Using the information >>
• a. Please duplicate the stretch of the flu shot text from "As we continue" through "underlying health conditions.".
• b. Finish out the next part of the flu shot text, picking up after its last sentence.

Source document >>
It’s more important than ever to get your flu shot.
As we continue to deal with the COVID-19 pandemic, it’s more important than ever to get your flu shot. Even if you don’t regularly get a shot, this is the year to make it a priority. The highly transmissible Delta variant is already causing a devastating COVID-19 surge across the country and contributing to a shortage of hospital beds. A bad flu season with high numbers of hospitalizations, combined with the virus, could overburden hospitals even more. The flu is already deadly for many of us, especially infants, the elderly, and people with underlying health conditions.
“This year, it is especially important to get your influenza vaccine,” says Dr. Rhett Cummings, Pulmonologist at The Oregon Clinic. “Getting vaccinated greatly reduces your chance of severe illness if you become infected with the flu virus. Also, having a co-infection with COVID-19 along with influenza will lead to a more prolonged and serious sickness.”
It is difficult to predict what type of flu will be prominent each year. Flu seasons are unpredictable for a variety of reasons: the timing, severity, and length of the season usually vary from one year to another.
The flu vaccine is slightly different each year. The vaccine inoculates your body against the strands of the flu virus predicted to be most prevalent in the United States that season. Receiving the flu vaccine drastically reduces your chances of getting the flu virus at all, and if you DO get the virus, your symptoms will be less severe and shorter in duration. The flu vaccine reduces ER visits, hospitalizations, and deaths from the flu virus.

[Stored data entries]
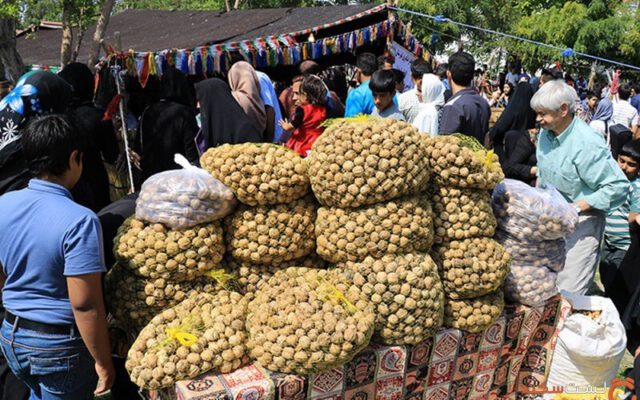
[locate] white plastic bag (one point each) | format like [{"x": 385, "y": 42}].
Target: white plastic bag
[
  {"x": 531, "y": 286},
  {"x": 550, "y": 254},
  {"x": 588, "y": 351},
  {"x": 184, "y": 198},
  {"x": 532, "y": 213}
]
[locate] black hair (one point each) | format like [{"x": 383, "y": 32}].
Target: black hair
[
  {"x": 624, "y": 91},
  {"x": 398, "y": 75},
  {"x": 309, "y": 67},
  {"x": 47, "y": 144},
  {"x": 419, "y": 67},
  {"x": 384, "y": 59},
  {"x": 383, "y": 81},
  {"x": 315, "y": 90},
  {"x": 336, "y": 81},
  {"x": 462, "y": 65},
  {"x": 366, "y": 63},
  {"x": 441, "y": 70},
  {"x": 632, "y": 150}
]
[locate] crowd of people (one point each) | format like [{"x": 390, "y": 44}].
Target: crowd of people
[{"x": 55, "y": 141}]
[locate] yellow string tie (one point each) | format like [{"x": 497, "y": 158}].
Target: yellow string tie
[
  {"x": 220, "y": 276},
  {"x": 328, "y": 292},
  {"x": 185, "y": 338}
]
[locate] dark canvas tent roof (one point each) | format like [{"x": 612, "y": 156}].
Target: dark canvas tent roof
[{"x": 153, "y": 30}]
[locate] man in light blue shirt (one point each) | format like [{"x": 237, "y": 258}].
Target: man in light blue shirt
[
  {"x": 360, "y": 99},
  {"x": 575, "y": 159}
]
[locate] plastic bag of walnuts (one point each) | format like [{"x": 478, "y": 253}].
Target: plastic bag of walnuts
[
  {"x": 461, "y": 213},
  {"x": 272, "y": 234},
  {"x": 398, "y": 226},
  {"x": 359, "y": 161},
  {"x": 461, "y": 161},
  {"x": 155, "y": 251},
  {"x": 307, "y": 321},
  {"x": 548, "y": 253},
  {"x": 472, "y": 267},
  {"x": 530, "y": 213},
  {"x": 531, "y": 286},
  {"x": 258, "y": 173},
  {"x": 473, "y": 315},
  {"x": 134, "y": 301},
  {"x": 183, "y": 198},
  {"x": 203, "y": 332},
  {"x": 406, "y": 292}
]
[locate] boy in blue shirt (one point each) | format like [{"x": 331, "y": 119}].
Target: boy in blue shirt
[
  {"x": 383, "y": 86},
  {"x": 617, "y": 236},
  {"x": 54, "y": 335}
]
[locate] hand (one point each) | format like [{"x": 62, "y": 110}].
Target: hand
[
  {"x": 582, "y": 205},
  {"x": 106, "y": 378},
  {"x": 286, "y": 125},
  {"x": 135, "y": 158}
]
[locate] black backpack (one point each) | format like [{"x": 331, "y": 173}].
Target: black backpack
[{"x": 619, "y": 135}]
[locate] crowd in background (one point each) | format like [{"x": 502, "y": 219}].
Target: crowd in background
[{"x": 552, "y": 131}]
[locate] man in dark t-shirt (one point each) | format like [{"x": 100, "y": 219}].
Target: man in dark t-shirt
[{"x": 466, "y": 112}]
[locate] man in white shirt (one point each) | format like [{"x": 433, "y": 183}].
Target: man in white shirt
[
  {"x": 409, "y": 101},
  {"x": 623, "y": 112}
]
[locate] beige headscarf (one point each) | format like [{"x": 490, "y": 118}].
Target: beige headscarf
[{"x": 245, "y": 88}]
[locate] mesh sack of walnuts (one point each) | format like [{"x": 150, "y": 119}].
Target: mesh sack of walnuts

Expected outputs >>
• a.
As we continue to deal with the COVID-19 pandemic, it’s more important than ever to get your flu shot. Even if you don’t regularly get a shot, this is the year to make it a priority. The highly transmissible Delta variant is already causing a devastating COVID-19 surge across the country and contributing to a shortage of hospital beds. A bad flu season with high numbers of hospitalizations, combined with the virus, could overburden hospitals even more. The flu is already deadly for many of us, especially infants, the elderly, and people with underlying health conditions.

• b.
Think the flu vaccine is only for the very young or elderly? Think again!
“The flu is a highly infectious disease, and anyone can get it. If our community is well vaccinated, it reduces the spread of the disease for everyone,” said Dr. Jeffrey Bluhm, Pulmonologist at The Oregon Clinic. The CDC recommends the flu shot to anyone over 6 months of age.
So, when should you get your flu shot?
Now. “The vaccine takes a couple of weeks to become fully effective, so don’t wait until the flu virus is in your area. Later in the season, many places run low on the vaccine, so it’s a good idea to get one while they are readily available and in stock,” said Dr. David Hotchkin, Pulmonologist at The Oregon Clinic. If you haven’t already, you can also get a COVID-19 vaccine and a flu shot at the same visit and no longer need to wait 14 days between vaccinations, according to the CDC. The Oregon Clinic strongly recommends everyone get the COVID-19 vaccine.
For your own health, and for your community, we strongly encourage everyone to get a flu shot this year. We all have a responsibility to protect each other.